§ **WHAT NEEDS TO BE DONE**: The required output is all lines below that contain the word "arch".

Top of SUPPLIED DATA

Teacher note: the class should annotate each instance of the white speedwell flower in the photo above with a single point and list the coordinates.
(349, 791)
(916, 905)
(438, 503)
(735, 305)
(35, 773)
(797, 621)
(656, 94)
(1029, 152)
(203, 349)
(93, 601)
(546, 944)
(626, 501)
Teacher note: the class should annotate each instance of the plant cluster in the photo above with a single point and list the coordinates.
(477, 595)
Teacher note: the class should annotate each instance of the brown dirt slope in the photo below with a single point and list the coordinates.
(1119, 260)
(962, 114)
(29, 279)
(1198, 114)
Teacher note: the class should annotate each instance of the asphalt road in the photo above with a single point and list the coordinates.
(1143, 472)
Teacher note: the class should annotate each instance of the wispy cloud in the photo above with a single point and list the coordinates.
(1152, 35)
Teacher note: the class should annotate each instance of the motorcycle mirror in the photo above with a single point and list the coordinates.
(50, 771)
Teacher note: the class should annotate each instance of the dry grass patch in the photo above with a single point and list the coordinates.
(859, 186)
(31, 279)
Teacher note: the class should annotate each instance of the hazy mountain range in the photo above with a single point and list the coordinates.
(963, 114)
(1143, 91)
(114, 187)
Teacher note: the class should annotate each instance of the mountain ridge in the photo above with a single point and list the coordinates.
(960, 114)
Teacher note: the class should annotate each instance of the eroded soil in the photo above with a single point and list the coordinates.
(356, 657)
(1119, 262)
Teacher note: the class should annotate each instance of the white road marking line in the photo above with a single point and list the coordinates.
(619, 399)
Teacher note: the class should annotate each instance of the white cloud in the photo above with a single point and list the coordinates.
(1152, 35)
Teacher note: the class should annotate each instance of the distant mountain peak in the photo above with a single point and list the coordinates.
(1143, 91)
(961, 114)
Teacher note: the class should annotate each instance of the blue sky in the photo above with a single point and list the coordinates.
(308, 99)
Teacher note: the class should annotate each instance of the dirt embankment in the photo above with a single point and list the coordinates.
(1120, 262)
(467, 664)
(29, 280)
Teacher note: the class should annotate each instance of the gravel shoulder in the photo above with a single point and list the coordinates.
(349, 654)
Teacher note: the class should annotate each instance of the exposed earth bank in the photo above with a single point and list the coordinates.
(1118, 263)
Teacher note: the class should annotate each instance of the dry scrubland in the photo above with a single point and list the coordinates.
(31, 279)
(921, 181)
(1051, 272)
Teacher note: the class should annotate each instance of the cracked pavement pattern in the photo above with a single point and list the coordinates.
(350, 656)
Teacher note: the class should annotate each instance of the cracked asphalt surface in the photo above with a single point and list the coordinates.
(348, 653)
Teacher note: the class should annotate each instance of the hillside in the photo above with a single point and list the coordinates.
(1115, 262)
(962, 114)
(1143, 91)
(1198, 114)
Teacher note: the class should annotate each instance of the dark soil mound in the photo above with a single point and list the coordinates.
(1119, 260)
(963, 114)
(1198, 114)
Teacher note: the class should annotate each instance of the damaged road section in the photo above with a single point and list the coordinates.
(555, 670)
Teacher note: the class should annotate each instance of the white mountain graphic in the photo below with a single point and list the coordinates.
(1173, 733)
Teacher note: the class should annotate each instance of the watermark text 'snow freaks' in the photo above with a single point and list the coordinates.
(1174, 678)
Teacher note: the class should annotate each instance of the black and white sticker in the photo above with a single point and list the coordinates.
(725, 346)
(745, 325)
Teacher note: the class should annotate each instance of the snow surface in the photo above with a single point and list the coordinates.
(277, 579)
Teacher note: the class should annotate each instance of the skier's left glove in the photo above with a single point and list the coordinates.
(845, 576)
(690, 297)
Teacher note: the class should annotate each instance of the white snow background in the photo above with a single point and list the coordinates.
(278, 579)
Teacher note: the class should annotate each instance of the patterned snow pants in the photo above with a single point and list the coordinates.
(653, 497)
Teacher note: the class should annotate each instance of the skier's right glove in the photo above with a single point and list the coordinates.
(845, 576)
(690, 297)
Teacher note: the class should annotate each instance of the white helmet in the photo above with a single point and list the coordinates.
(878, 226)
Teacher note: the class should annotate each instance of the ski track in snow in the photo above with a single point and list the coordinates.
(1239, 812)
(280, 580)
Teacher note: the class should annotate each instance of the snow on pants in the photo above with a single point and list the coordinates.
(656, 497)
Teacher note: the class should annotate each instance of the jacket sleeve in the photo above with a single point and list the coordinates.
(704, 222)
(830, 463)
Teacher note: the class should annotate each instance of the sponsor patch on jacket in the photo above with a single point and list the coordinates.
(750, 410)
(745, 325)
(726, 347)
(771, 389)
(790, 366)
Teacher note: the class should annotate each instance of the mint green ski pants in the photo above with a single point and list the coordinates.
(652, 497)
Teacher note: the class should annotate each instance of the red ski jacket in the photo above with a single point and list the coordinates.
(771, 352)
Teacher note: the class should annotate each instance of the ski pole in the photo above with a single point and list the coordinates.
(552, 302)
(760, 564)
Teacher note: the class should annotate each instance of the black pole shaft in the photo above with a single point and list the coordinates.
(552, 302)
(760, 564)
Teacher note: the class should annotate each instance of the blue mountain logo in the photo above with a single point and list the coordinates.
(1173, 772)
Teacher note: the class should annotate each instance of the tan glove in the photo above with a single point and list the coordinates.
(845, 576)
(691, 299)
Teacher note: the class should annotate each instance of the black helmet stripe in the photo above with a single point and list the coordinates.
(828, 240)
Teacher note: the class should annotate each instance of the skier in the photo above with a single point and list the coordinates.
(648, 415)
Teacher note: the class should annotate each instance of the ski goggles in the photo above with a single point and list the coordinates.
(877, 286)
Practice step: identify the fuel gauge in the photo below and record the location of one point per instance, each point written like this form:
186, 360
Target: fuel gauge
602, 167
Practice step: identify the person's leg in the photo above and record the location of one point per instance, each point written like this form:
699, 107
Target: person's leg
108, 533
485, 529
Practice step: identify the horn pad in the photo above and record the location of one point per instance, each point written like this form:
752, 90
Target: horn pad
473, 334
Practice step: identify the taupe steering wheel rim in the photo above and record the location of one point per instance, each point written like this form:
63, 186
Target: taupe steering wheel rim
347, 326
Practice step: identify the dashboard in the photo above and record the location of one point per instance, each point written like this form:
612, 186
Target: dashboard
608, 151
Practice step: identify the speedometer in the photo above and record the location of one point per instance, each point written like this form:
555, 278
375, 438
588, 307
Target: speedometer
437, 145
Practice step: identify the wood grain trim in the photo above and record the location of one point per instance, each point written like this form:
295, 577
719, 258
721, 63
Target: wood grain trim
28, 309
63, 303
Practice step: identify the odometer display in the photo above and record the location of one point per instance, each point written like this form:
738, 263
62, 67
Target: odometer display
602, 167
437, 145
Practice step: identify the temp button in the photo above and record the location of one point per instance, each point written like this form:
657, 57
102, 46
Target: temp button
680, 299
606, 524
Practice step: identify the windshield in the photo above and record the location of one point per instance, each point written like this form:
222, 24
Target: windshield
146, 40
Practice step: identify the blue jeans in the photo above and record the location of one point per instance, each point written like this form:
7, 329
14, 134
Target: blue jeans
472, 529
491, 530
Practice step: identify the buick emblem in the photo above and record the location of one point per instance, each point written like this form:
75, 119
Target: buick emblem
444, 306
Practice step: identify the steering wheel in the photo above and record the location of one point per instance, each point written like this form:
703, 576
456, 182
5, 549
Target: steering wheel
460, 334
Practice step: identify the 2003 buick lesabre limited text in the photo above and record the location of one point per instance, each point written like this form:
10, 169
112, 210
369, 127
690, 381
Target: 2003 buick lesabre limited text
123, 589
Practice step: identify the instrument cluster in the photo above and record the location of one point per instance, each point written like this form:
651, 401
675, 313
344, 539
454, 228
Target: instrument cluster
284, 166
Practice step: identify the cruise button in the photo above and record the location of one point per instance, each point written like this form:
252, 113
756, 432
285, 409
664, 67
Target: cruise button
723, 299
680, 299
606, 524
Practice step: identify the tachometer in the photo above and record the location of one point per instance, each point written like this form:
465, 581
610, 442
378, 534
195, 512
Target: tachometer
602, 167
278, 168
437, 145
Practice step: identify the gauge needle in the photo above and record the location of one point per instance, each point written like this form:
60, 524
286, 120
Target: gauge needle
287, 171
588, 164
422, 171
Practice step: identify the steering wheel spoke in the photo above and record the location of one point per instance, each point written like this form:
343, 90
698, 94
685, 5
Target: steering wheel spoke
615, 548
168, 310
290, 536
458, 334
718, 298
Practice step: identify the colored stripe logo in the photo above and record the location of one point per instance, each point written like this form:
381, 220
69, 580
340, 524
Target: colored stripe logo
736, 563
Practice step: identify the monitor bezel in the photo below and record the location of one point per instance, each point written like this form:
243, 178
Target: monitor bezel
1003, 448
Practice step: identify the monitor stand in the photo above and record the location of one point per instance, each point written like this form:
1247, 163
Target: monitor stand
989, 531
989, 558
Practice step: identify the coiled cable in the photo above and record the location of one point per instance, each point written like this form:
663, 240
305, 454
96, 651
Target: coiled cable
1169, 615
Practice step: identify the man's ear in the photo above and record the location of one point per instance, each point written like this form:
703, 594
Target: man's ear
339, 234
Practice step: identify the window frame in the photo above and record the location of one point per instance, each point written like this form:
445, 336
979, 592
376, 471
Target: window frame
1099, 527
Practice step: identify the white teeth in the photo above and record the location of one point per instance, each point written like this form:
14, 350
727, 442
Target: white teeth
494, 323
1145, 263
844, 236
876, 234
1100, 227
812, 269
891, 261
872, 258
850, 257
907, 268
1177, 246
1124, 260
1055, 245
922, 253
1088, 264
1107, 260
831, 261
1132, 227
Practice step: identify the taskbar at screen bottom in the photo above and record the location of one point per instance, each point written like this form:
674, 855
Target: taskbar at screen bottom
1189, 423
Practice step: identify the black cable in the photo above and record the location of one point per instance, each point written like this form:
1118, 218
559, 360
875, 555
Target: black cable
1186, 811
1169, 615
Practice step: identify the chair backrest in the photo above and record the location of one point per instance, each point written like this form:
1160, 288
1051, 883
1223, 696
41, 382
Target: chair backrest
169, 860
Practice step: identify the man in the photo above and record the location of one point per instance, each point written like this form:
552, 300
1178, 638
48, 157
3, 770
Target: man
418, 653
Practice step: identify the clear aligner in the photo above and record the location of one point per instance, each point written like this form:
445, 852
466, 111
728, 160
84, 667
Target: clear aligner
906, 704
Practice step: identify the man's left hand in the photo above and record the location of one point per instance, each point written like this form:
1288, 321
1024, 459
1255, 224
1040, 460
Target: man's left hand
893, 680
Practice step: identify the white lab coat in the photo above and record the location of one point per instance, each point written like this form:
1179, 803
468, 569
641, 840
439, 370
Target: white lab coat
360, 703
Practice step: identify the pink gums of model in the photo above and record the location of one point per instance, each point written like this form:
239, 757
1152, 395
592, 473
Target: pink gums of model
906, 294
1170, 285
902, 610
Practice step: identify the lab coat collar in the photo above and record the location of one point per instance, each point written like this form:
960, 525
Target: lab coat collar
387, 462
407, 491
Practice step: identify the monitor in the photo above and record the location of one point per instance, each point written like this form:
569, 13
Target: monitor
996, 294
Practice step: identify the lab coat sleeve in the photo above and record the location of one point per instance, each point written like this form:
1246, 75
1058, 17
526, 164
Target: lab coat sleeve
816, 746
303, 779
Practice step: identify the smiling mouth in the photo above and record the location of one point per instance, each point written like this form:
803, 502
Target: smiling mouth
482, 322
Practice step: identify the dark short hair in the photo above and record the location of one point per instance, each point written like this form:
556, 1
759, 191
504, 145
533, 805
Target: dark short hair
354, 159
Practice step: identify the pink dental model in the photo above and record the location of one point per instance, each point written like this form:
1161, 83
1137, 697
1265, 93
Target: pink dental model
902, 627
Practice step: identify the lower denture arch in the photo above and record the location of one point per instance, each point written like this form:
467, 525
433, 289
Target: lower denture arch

Bottom of SUPPLIED DATA

§ **ANSWER SPACE**:
Practice step: identify the lower denture arch in the photo above and record the location of one point per instance, each point written like this form:
Target: lower denture arch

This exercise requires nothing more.